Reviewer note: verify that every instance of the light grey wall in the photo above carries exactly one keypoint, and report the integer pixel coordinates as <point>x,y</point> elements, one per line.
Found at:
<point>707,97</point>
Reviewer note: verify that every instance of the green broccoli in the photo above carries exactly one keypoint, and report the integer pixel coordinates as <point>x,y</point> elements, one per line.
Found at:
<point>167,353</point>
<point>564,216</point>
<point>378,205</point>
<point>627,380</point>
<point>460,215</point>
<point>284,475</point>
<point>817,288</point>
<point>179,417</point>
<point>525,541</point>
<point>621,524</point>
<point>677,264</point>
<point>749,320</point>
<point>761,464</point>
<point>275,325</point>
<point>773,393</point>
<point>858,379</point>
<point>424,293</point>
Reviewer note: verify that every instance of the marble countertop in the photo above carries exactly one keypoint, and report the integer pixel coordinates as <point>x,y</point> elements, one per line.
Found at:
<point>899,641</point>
○ ○ ○ ○
**TO BE DONE:**
Scale the items above by rewriting every line, request lines included. Multiply each point coordinate in the answers by 0.6 and round to a whole number, with halves going up.

**FULL ANSWER:**
Reviewer note: verify that every instance of the light grey wall in the photo above carries exactly one keypoint, and report the integer pixel coordinates as <point>x,y</point> elements, one per line.
Found at:
<point>424,58</point>
Reviewer note: verify that every instance of the green broccoli in the photo above carries exactly one keypoint, and report the integer pixel coordinates as <point>x,y</point> elements, one per line.
Found at:
<point>100,212</point>
<point>338,130</point>
<point>227,123</point>
<point>376,228</point>
<point>276,129</point>
<point>170,285</point>
<point>490,173</point>
<point>107,250</point>
<point>315,325</point>
<point>373,314</point>
<point>406,158</point>
<point>449,192</point>
<point>457,278</point>
<point>165,195</point>
<point>464,236</point>
<point>515,227</point>
<point>254,176</point>
Reviewer note: verify that every instance of the marble countertop in the photo above carries exactly one keypoint, and report the integer pixel coordinates as <point>x,y</point> elements, one per line.
Found at:
<point>539,385</point>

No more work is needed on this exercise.